**Tarefa proposta:** Retome o texto sobre a infância e continue-o a partir da sua última frase.

**Texto:**
==================================================

Quando somos crianças tudo nos
parece gigantesco. Pessoas de 30 anos são velhas e imaginarmo-nos com essa
idade é futurologia. Tudo o que nos rodeia também é grande: Muros parecem
intransponíveis e uma grande nespereira parece-nos uma árvore centenária.
Quando crescemos, as coisas mudam e quando nos confrontamos com imagens do
passado, até nos surpreendemos e achamos que extrapolámos a realidade. Quando
somos crianças o mundo imaginário é igualmente gigantesco e é nele que somos
bailarinas, cantoras, professoras, cientistas e outras coisas muito improváveis
perante as nossas capacidades. É nestes sonhos infantis que delineamos o nosso
futuro, que esboçamos o adulto que seremos. Detesto ouvir que as crianças são
muito maldosas. As crianças são boas e más, como há adultos bons e maus. Os
traços de bom ou mau carácter existem, tanto na infância, como na idade adulta.

==================================================

**Material de origem:**

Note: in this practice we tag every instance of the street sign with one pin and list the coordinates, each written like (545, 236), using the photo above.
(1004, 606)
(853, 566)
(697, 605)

==================================================

**Resultado esperado:**
A grande diferença é que mais velhos, disfarçamos melhor. As crianças são
também o reflexo dos pais. As crianças são também o reflexo do país em que
vivem, das condições que lhes dão. As crianças de hoje são o futuro de uma
nação.
Hoje em dia, felizmente, as
oportunidades são maiores, mas continua a haver crianças menos privilegiadas em
que a prática de um desporto continua a ser um sonho. Mesmo havendo o desporto
escolar, que é uma mais-valia gratuita, continua a ser dispendioso praticar
algumas modalidades. Onde antes havia um campo de terra batida onde amigos se
juntavam para jogar futebol, agora há escolas de futebol geridas por clubes de
renome, onde se separa o “trigo do joio” e onde se fabricam jogadores,
desde a mais tenra idade. Concordo que melhores condições geram melhores
atletas. Não consigo é perceber o negócio do futebol a gerar dinheiro logo na
infância. O apoio à prática desportiva devia ser uma bandeira dos nossos
governantes. Se tivessem uma visão das vantagens a longo prazo do desporto
veriam que iríamos ter ganhos em termos de saúde mental e física no futuro, com
a diminuição de obesos, doentes cardiovasculares, adictos a drogas e
delinquência juvenil. Em vários países o desporto é usado com reabilitador de
jovens. Cada vez mais temos que nos esforçar para conseguir futuros portugueses
empreendedores, trabalhadores e válidos em vez de apostarmos numa sociedade
assistencialista, numa população de incapazes.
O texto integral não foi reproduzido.